-- Data follows --
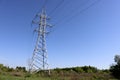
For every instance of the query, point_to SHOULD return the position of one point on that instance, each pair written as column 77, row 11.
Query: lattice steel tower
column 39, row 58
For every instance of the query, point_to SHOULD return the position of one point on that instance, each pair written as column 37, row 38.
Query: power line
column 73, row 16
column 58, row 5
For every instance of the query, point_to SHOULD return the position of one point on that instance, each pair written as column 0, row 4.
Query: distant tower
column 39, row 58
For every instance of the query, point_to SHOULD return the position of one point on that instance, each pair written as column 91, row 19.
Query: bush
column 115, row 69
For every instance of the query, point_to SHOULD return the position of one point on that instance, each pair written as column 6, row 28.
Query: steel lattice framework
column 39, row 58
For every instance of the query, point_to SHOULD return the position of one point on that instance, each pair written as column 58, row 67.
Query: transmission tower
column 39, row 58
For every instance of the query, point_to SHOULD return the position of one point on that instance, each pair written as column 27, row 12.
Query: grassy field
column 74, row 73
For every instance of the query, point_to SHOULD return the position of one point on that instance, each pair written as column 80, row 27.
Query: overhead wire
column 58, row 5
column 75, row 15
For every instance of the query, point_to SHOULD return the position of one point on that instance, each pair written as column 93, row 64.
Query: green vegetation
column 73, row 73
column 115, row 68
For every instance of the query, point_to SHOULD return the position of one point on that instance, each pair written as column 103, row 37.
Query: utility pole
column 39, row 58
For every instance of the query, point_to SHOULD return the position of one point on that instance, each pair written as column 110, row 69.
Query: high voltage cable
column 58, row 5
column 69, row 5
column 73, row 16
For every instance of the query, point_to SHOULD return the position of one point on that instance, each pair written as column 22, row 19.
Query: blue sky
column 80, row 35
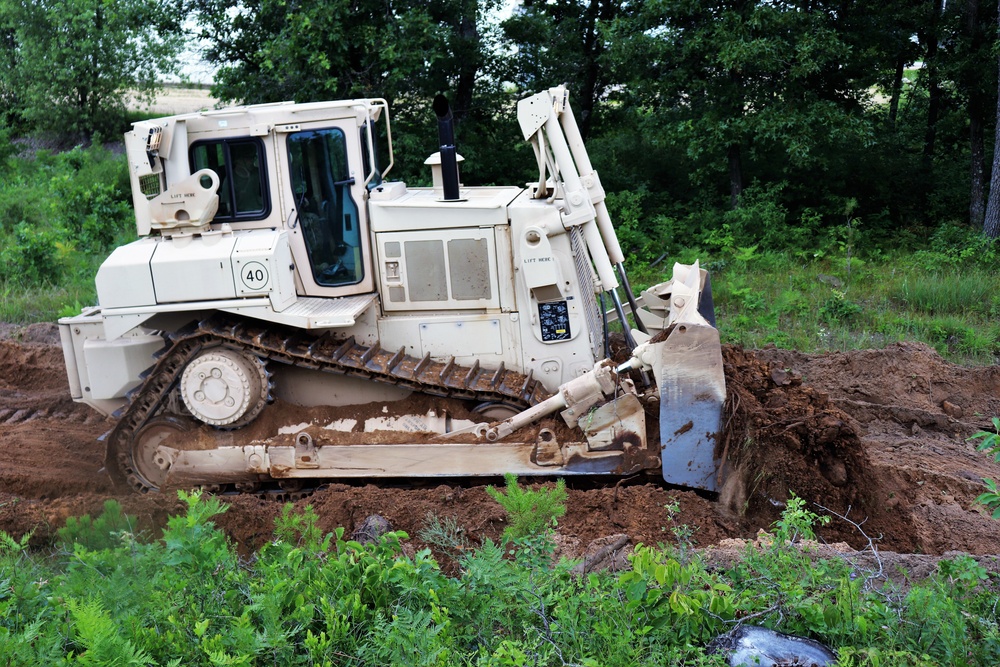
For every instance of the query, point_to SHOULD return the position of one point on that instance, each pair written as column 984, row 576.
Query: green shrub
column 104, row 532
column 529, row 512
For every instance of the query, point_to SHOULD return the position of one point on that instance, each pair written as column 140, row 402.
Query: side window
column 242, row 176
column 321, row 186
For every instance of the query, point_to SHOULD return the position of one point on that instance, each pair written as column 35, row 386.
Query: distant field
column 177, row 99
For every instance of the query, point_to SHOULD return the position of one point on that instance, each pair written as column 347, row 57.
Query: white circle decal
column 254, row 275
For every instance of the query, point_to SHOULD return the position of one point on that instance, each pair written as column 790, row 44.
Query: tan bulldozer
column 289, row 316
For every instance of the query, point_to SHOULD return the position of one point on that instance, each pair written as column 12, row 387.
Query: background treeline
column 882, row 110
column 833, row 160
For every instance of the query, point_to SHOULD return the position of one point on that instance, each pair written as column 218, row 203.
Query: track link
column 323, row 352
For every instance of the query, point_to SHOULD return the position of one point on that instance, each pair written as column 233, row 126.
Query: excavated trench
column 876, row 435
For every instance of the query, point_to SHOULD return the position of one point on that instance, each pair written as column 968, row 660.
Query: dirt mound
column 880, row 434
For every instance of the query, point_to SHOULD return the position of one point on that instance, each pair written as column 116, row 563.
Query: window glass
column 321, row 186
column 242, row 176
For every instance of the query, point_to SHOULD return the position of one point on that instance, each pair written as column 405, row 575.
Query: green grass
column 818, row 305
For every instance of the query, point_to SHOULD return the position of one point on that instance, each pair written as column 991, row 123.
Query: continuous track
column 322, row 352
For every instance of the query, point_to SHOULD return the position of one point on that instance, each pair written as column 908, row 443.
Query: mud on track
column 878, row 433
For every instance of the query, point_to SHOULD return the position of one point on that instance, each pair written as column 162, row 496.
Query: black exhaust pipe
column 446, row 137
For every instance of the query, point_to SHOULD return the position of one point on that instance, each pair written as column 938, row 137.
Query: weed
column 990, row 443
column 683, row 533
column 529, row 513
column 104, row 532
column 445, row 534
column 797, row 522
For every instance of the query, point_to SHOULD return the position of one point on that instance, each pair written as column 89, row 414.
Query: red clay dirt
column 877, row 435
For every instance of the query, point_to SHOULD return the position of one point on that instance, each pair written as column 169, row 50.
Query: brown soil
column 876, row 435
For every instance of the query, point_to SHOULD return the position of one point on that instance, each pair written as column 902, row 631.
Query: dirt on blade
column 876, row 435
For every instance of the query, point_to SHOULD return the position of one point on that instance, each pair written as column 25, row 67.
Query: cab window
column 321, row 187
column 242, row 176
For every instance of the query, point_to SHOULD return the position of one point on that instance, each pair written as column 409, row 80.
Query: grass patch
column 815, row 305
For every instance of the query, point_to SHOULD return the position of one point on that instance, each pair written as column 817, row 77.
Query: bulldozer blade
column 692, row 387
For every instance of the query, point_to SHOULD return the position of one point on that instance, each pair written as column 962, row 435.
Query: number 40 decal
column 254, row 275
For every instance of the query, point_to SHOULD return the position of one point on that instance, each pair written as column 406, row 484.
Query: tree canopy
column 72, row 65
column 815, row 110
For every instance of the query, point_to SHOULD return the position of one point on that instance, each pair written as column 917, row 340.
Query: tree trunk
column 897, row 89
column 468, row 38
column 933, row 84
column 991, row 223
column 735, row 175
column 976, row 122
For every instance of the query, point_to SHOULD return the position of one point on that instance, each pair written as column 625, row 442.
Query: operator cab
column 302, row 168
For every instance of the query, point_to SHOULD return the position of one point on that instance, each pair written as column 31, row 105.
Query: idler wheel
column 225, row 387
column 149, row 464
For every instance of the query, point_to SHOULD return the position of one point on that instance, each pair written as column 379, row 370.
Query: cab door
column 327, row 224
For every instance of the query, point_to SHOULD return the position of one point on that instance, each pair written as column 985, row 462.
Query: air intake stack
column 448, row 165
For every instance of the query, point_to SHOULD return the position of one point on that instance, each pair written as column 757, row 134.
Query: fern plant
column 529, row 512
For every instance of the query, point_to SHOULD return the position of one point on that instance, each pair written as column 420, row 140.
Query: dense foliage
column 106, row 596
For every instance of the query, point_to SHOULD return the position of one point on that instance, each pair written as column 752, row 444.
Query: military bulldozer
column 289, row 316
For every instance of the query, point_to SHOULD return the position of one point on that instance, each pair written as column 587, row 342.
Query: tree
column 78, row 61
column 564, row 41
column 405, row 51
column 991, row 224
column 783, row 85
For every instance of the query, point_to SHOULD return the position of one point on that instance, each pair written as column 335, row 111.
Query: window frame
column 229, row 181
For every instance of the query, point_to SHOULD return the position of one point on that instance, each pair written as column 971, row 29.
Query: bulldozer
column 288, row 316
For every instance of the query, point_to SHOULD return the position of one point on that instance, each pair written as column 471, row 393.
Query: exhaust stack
-- Data concluded --
-- Data follows --
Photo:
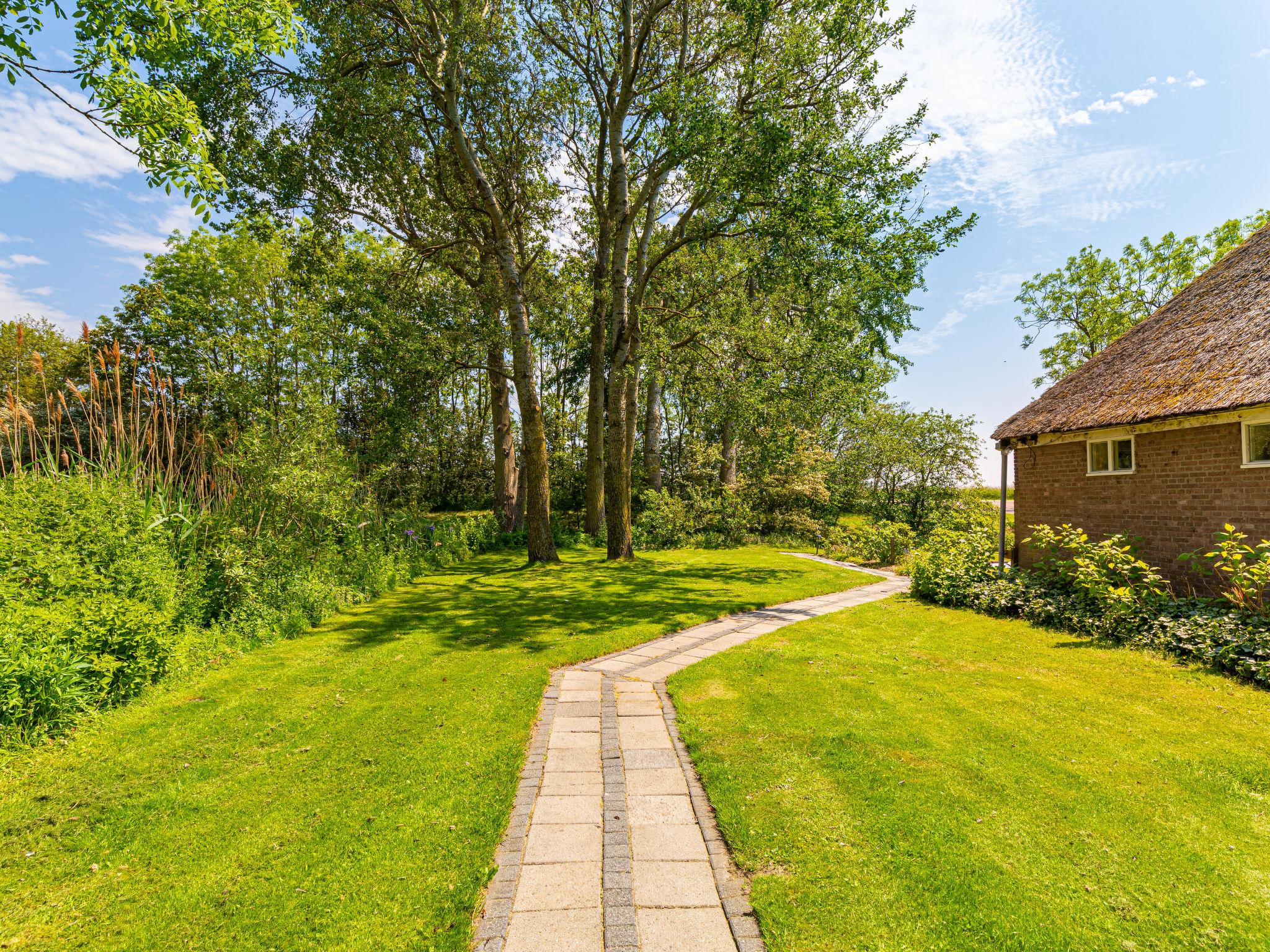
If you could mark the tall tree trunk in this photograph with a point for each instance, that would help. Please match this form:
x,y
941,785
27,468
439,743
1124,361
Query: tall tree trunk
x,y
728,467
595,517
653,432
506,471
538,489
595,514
-- Data concluded --
**What to work on:** Of the entries listed above, reproduce only the lines starting at the line containing "971, row 29." and ending at the line containing "Query: exhaust stack". Include both, exactly as they stand.

**The completed task:**
For every instance of the query, point_to SHOULD return the position of one point on that instance, each pair written as column 971, row 29.
Query: bulldozer
column 288, row 316
For every instance of the query, point_to SHOULD return the position of one point on that instance, each pair written as column 471, row 393.
Query: exhaust stack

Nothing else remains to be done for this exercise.